_Given text_.
Dropout rate tumbles, but not among IT crowd

Hefce figures show overall attrition rate down to 6.6 per cent but computer science struggles to improve retention

July 31, 2014

Fewer students are dropping out of universities than ever before, according to new data.

But there are huge differences between subjects, with more than one in 10 computer science students dropping out, compared with fewer than two in 100 taking medicine and dentistry.

The latest data from the Higher Education Funding Council for England show that in 2011-12, 6.6 per cent of full-time UK students doing a first degree in England had quit after their first year.

This is almost one percentage point less than the previous year, and is the latest in a series of declines since 2003-04, when the dropout rate was 9.2 per cent.

But differences in dropout rates between subjects remain stark. Eleven per cent of computer science students dropped out in 2011-12, according to the data. This is an improvement on the previous year, but since 2003-04 dropout rates have generally stayed above 12 per cent, despite almost all other subject areas having seen significant improvements in retention.

_Given records_.
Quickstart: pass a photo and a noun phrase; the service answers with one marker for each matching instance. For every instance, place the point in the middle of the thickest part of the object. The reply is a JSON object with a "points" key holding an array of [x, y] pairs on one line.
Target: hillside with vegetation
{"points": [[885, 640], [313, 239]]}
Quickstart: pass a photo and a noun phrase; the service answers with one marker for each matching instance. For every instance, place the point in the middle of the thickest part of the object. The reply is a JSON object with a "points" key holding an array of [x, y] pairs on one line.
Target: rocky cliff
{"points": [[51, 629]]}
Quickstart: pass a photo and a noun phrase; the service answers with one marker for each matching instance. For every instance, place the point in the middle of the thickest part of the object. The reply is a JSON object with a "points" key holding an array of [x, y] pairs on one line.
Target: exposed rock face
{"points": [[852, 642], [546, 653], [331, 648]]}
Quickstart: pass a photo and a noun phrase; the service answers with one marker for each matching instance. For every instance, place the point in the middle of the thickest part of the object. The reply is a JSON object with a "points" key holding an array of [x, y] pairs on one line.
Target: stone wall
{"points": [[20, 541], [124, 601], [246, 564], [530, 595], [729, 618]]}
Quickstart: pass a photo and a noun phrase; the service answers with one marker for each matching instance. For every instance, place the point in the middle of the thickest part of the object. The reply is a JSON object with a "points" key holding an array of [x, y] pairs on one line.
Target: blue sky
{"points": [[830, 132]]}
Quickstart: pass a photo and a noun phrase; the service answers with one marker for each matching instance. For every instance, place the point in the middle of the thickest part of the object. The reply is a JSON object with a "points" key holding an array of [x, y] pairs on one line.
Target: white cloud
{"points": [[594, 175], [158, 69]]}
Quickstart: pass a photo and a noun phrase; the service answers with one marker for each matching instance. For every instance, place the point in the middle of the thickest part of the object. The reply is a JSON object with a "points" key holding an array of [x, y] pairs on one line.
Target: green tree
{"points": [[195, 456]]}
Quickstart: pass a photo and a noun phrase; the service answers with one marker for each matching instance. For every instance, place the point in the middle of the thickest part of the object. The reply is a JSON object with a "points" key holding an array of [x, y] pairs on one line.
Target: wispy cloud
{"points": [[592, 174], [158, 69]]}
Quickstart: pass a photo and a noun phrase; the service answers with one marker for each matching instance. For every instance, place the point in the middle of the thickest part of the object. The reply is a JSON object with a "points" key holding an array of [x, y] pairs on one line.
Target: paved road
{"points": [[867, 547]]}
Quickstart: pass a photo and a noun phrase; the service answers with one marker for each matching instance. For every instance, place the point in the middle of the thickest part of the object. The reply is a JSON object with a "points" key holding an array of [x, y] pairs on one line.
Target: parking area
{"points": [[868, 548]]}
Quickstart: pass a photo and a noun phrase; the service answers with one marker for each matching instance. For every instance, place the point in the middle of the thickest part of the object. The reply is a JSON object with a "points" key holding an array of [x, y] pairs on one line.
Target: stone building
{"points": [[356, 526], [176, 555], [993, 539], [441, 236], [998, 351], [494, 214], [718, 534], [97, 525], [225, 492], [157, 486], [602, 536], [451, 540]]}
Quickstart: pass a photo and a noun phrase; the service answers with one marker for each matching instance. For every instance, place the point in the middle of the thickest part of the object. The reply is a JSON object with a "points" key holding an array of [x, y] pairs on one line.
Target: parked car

_List of tasks_.
1. In the article on university dropout rates, what was the dropout rate in 2003-04?
2. Translate this sentence from the article on university dropout rates into Spanish: "Fewer students are dropping out of universities than ever before, according to new data."

_Exercise results_.
1. The dropout rate in 2003-04 was 9.2 percent.

2. Según nuevos datos, menos estudiantes que nunca están abandonando las universidades.